§ GIVEN EXERCISE
Omit the pictures and return every entry exactly as written.

[Coordinate labeling data]
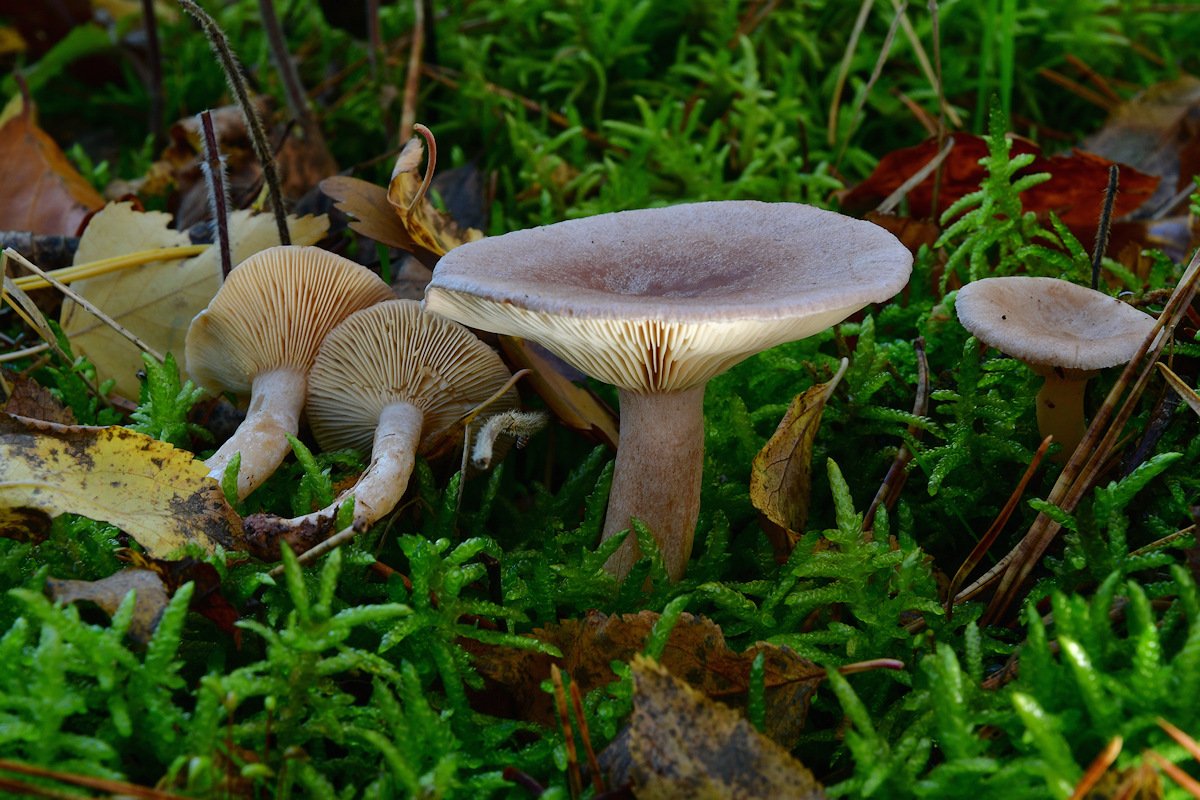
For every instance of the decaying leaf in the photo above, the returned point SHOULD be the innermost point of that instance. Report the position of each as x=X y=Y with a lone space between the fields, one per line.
x=30 y=398
x=400 y=216
x=684 y=745
x=160 y=495
x=156 y=301
x=695 y=650
x=108 y=593
x=574 y=405
x=1075 y=190
x=781 y=473
x=43 y=193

§ THE COMPLETED TASK
For every instance of the decaying leaf in the photo above, the returned point SHOULD be the innermost point of that instance. Report the position of each as x=X y=Y with a lone space between the fields, one per line.
x=30 y=398
x=400 y=216
x=684 y=745
x=160 y=495
x=156 y=301
x=695 y=650
x=108 y=593
x=574 y=405
x=1075 y=190
x=781 y=473
x=43 y=193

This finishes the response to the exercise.